[Dataset rows]

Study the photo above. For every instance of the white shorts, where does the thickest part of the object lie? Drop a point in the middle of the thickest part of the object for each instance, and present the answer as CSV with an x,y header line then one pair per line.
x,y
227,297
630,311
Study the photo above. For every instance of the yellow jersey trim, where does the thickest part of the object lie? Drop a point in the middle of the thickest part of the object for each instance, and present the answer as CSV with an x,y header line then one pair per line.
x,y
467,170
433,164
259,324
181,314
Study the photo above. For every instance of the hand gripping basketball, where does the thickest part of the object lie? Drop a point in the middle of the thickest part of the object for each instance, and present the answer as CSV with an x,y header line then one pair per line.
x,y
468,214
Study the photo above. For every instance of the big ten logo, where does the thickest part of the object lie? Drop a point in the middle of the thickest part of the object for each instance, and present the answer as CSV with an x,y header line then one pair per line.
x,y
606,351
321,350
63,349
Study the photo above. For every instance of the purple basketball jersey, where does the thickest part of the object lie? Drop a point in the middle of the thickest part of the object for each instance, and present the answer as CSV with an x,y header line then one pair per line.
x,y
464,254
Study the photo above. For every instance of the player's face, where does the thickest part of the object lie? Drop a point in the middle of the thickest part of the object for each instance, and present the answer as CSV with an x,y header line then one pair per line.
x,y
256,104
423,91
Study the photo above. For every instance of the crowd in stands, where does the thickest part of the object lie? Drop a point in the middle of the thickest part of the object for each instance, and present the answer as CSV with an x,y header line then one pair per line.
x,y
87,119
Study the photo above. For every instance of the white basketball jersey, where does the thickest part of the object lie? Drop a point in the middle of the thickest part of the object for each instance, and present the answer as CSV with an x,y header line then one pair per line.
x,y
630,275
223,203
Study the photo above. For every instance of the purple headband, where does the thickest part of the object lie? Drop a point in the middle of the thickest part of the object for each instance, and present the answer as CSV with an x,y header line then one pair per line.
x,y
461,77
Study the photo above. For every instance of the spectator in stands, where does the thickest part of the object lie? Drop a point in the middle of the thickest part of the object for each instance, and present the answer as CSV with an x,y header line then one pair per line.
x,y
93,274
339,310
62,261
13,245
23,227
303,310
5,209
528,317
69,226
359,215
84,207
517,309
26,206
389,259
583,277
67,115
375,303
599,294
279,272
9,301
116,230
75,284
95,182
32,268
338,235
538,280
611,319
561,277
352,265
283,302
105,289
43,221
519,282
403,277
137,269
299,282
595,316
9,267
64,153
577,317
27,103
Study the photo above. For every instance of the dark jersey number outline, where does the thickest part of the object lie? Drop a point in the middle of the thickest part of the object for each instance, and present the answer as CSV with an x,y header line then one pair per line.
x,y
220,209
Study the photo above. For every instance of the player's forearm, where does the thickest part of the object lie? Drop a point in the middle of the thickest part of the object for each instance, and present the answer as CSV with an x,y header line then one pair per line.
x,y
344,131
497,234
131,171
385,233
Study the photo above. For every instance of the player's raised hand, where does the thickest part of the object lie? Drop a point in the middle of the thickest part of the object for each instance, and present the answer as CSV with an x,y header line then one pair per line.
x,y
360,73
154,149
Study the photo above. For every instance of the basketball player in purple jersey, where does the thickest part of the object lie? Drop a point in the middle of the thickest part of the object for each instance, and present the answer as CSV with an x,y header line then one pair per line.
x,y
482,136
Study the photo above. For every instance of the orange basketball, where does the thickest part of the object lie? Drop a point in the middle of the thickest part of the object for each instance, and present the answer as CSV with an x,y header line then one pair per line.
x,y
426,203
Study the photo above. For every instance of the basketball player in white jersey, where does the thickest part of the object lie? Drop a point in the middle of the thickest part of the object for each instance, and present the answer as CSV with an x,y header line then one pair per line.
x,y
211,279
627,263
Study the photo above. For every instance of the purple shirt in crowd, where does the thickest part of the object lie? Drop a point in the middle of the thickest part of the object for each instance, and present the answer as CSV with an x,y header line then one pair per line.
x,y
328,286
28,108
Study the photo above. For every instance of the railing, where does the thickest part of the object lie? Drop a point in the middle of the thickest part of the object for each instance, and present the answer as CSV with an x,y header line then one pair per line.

[Objective]:
Repeat word for word every line from the one containing "player in white" down to the last line of the dataset rows above, including both of those lines.

[Output for this exercise]:
Study the photo above. For every instance of the basketball player in white jersey, where does the thickest part of the object lie? Drop a point in the middle of the thickest part of the object for each instance, and present the answer as CSV with an x,y header line then one pair per line.
x,y
211,279
627,263
Study the photo above. For every instance of the purple shirt in crowd, where does the thickest part of the object lie? Drop a point in the middle of the thickest part of the object for each instance, and present the answer as CSV with an x,y header line then one pair per line.
x,y
328,286
28,108
Study the photo above. For every instance of the railing, where does the thickest part of the object lie? Drop a point in the middle of the thickest part of the object for each instance, and present the answer as CSV with an x,y header line then one pair per line.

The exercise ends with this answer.